WORK TASK —
Whenever a line of the material contains the string "below", it should be copied.

DATA FOR ANALYSIS —
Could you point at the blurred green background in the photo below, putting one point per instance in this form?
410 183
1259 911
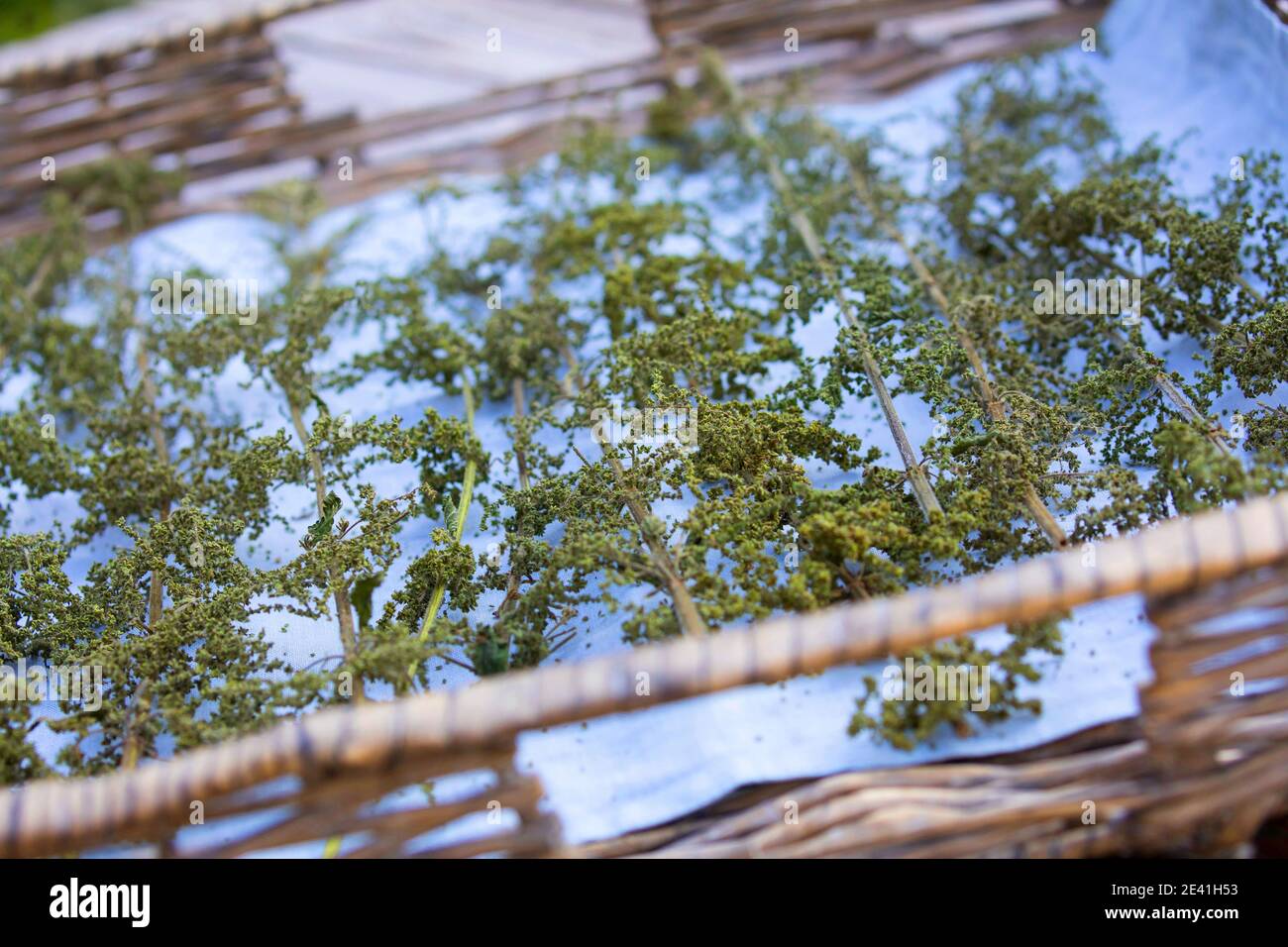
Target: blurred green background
24 18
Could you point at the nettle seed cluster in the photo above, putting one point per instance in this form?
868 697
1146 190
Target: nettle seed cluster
668 433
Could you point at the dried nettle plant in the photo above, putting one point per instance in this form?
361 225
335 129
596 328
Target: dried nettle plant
671 450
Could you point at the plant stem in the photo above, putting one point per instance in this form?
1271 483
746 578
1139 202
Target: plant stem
917 479
436 599
993 406
343 607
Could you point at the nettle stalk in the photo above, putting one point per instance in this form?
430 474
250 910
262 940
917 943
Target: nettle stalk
917 479
995 407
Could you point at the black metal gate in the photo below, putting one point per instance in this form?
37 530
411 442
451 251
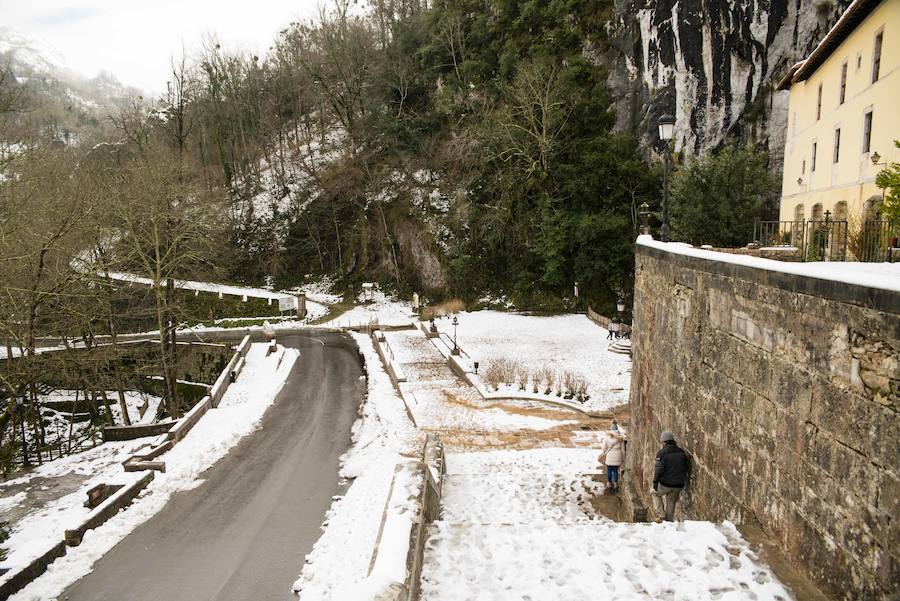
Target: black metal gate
816 240
876 239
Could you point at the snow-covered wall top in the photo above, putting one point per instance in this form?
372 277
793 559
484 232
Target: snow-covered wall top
711 63
884 276
785 391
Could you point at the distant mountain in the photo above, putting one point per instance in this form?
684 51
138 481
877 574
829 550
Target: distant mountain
59 102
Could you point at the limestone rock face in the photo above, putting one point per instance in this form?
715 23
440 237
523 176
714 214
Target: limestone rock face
713 64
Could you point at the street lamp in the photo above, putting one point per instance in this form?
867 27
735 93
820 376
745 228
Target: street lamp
876 160
20 411
666 131
644 214
455 348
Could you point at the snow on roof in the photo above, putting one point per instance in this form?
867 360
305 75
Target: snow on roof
855 14
885 276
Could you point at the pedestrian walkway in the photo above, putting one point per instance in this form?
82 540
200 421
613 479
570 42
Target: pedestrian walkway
520 517
519 525
444 404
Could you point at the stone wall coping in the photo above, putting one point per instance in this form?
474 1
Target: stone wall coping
865 289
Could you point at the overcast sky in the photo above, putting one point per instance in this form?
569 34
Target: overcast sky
135 40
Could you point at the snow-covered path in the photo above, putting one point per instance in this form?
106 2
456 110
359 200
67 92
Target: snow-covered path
518 525
520 517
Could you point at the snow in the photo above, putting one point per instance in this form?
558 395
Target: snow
238 414
687 561
517 525
134 400
42 526
441 401
383 439
885 276
383 310
562 343
202 286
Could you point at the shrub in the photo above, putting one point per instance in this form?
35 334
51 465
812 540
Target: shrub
523 375
569 383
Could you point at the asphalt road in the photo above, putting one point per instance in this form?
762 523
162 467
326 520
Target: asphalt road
243 534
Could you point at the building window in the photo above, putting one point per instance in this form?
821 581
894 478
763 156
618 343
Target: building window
837 144
867 132
876 57
817 212
843 83
819 104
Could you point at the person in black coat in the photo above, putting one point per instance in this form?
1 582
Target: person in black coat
673 466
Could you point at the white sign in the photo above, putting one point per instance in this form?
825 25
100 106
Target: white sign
286 303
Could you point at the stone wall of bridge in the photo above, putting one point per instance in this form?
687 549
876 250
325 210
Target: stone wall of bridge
785 389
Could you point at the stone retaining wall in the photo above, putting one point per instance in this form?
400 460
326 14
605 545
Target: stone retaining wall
785 389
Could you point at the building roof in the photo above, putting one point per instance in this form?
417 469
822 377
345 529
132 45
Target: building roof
855 14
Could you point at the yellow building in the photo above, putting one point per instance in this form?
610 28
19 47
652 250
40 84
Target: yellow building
844 109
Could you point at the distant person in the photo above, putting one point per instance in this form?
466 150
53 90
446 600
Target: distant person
613 456
672 469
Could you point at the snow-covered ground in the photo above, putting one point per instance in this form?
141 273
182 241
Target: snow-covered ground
441 402
238 414
519 525
874 275
135 400
561 343
384 439
383 310
202 286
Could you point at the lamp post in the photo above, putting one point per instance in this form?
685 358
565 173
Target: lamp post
644 215
666 131
455 348
620 308
20 410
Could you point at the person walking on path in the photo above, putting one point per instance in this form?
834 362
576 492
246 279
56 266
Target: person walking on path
613 456
612 329
672 469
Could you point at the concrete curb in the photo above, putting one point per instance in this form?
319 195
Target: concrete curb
108 509
385 354
459 368
102 513
428 507
24 576
429 503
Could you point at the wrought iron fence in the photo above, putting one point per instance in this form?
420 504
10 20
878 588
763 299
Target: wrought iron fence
832 240
815 239
779 233
876 240
826 240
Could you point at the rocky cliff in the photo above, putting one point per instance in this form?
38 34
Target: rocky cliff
712 63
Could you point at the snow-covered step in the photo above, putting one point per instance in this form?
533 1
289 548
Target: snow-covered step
599 560
622 346
501 499
511 487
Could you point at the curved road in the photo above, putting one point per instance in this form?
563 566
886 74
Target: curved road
243 534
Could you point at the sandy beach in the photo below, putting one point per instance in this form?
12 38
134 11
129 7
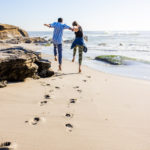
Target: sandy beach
70 111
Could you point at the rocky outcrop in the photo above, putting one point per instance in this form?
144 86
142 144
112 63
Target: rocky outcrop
10 31
35 40
17 63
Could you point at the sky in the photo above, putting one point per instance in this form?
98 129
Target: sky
92 15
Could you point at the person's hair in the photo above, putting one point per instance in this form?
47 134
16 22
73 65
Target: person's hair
60 19
75 23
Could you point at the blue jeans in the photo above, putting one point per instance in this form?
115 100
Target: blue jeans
59 47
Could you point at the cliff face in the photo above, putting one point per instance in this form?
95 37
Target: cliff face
10 31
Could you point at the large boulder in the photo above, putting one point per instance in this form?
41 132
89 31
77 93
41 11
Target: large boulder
17 63
10 31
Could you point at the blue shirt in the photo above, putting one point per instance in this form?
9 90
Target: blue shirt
58 31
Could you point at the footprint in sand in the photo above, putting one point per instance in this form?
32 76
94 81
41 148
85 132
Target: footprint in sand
76 87
57 87
79 91
51 91
73 101
88 76
84 80
69 127
8 146
69 115
43 103
45 84
35 120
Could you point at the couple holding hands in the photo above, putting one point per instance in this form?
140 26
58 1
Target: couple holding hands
57 40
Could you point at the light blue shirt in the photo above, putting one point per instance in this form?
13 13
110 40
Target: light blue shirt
58 31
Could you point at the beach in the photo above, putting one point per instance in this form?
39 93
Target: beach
69 111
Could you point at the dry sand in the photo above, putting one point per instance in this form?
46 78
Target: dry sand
71 111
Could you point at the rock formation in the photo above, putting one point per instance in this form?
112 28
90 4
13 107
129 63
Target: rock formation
17 63
10 31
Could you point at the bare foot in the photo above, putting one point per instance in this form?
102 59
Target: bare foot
73 59
55 58
80 70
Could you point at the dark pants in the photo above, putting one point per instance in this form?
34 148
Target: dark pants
59 48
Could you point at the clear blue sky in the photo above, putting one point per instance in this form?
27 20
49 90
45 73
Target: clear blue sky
91 14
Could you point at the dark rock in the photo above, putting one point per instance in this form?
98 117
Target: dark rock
68 41
3 84
10 31
114 59
17 63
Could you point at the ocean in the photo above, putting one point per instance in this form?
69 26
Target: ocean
130 44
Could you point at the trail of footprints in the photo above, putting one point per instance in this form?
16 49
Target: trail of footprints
36 120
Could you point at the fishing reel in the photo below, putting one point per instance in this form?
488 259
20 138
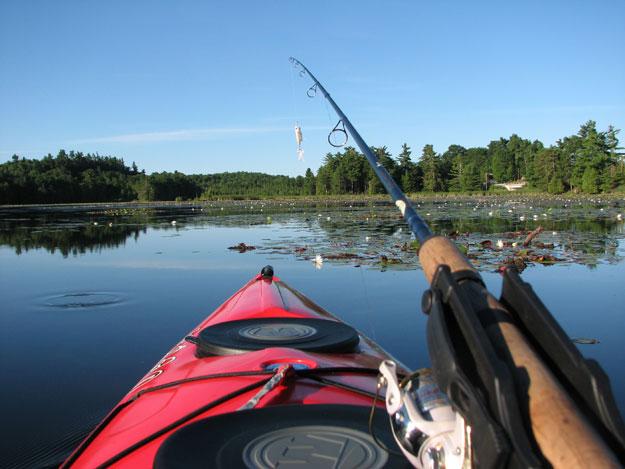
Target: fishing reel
427 429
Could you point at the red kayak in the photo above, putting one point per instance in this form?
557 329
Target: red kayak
270 379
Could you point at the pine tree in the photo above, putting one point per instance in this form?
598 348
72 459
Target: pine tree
430 164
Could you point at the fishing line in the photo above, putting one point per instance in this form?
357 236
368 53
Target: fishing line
293 93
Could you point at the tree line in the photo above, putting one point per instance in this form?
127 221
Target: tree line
588 162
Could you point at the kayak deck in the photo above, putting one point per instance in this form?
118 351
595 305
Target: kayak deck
190 384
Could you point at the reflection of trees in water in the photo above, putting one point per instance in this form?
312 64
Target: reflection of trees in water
580 240
75 240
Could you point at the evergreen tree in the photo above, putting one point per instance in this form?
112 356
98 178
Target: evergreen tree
430 165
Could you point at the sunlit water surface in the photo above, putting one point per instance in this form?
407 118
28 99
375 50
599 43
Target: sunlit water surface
93 297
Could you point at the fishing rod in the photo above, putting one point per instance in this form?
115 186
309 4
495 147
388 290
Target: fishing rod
417 225
506 365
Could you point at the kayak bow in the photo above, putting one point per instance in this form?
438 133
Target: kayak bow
269 367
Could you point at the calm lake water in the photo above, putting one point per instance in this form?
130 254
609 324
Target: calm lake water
92 297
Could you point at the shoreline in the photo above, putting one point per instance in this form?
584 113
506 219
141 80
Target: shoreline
330 199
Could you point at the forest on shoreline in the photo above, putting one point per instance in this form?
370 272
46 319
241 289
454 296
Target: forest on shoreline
587 162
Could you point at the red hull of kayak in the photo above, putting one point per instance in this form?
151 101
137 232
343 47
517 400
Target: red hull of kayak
147 409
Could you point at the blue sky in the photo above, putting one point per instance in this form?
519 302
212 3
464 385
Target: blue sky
202 86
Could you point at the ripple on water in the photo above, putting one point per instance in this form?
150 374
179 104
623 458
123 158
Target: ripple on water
82 300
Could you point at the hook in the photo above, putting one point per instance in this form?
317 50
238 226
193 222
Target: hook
340 131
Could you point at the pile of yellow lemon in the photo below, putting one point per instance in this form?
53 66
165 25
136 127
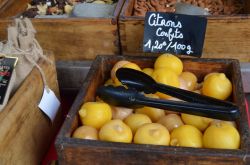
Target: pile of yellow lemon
150 125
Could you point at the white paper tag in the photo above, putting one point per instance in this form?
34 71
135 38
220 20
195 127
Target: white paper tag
49 104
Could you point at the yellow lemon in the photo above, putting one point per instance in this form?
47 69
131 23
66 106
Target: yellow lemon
116 131
134 121
152 133
120 112
198 121
221 135
170 121
132 65
169 61
126 65
186 136
148 71
190 79
109 82
167 77
86 132
217 86
117 65
95 114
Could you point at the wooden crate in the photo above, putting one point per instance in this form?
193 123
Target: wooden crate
78 151
69 38
26 133
226 36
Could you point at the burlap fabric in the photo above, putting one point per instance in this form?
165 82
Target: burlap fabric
21 43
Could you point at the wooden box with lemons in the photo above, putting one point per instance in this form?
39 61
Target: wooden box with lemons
96 132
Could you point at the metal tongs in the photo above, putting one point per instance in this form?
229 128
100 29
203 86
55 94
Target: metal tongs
192 103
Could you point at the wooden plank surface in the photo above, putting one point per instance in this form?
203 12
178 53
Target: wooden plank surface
26 132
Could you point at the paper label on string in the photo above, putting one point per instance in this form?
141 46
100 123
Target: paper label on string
49 104
7 65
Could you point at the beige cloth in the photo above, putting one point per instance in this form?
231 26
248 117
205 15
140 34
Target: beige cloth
21 43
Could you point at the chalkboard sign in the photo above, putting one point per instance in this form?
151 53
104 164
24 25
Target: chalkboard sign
174 33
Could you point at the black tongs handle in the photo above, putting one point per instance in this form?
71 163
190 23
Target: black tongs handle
211 111
120 96
191 96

EXPECTED ANSWER —
Could you point at the blurred green background in the photo below, putting one point per instance in this form?
Could you point at the black metal gate in the photo below, putting one point per instance in this form?
Could you point at the sandy beach in the photo below, putting one point per instance in this form?
Could you point at the fishing reel in the photo below, putting one point per instance in this form?
Could you point at the pile of yellow lemon in the photo below, putting one point per instance in this form?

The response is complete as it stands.